» **Task directions**:
From the first entry to the last, transcribe everything exactly.

» **Available data**:
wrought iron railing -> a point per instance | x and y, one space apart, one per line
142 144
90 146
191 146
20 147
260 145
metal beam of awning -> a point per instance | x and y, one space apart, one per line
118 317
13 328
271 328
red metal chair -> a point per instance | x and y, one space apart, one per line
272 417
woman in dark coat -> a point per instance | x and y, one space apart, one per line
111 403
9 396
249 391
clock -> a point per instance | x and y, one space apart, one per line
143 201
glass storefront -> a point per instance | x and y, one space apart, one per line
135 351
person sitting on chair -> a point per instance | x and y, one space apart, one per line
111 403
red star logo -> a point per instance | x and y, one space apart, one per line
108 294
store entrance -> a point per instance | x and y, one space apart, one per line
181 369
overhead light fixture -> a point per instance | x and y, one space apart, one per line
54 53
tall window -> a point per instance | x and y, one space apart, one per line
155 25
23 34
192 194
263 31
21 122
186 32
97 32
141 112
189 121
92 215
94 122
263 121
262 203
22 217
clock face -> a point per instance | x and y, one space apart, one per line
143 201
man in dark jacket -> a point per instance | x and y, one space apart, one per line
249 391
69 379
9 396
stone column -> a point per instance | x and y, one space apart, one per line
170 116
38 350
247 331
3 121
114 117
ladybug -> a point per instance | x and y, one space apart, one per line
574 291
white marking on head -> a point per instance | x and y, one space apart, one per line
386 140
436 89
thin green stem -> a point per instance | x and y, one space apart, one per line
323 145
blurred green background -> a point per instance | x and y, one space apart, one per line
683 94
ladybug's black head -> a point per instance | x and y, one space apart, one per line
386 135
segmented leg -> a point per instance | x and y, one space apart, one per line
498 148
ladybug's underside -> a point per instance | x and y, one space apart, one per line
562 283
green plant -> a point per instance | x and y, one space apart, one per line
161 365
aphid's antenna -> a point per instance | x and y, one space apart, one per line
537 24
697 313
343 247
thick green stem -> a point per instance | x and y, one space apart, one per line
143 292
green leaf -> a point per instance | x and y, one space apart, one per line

» **Solution for this task**:
wrought iron railing -> a point per instance | x and y, one space apart, one per line
142 144
90 146
191 146
20 147
260 145
metal beam of awning -> a point per instance | x and y, one space apart, one per line
118 317
13 328
271 328
red metal chair -> a point per instance | x and y, one space apart, one per line
272 417
woman in dark coat -> a point per instance | x and y, one space apart, one per line
111 403
9 396
249 391
clock -> a point per instance | x and y, one space apart, one per line
143 201
glass storefront -> a point per instance | x and y, one space apart, one per line
135 351
person sitting on chair -> a point per instance | x and y, one space apart, one per line
111 403
red star logo -> a point per instance | x and y, one space apart, one per line
108 294
store entrance -> a point per instance | x and y, one space apart, one per line
181 369
overhead light fixture -> a point per instance | x and y, one space apart, one per line
54 53
tall window -> a point per instance | x and y, one space apart, one per line
155 25
23 34
192 194
263 31
21 122
186 32
97 32
141 112
189 121
92 215
94 122
263 121
262 203
22 217
clock face -> a point per instance | x and y, one space apart, one per line
143 201
man in dark jacket -> a point per instance | x and y, one space apart, one per line
249 391
69 379
9 396
stone column -> a point per instance | x and y, one space apart, one per line
170 116
38 350
247 331
3 121
114 117
ladybug -> a point per instance | x and y, one space apart, one per line
574 291
white marking on head -> a point per instance | x and y, one space apart, one per line
386 140
436 89
thin green stem -> a point per instance | x and y, one space apart, one per line
323 145
blurred green background -> a point per instance | x and y, one space apart, one per line
683 94
ladybug's black head -> a point per instance | x and y, one space apart, one per line
386 135
segmented leg -> a point per instance | x and y, one space apart, one per line
498 148
ladybug's underside -> a point per instance | x and y, one space apart, one per line
562 283
green plant -> a point per instance | x and y, one space apart, one per line
161 365
aphid's antenna -> a point per instance | x and y, one space apart, one per line
537 24
697 313
343 247
thick green stem -> a point per instance | x and y, one space apart, one per line
143 292
green leaf -> a point per instance | x and y, one space apart, one per line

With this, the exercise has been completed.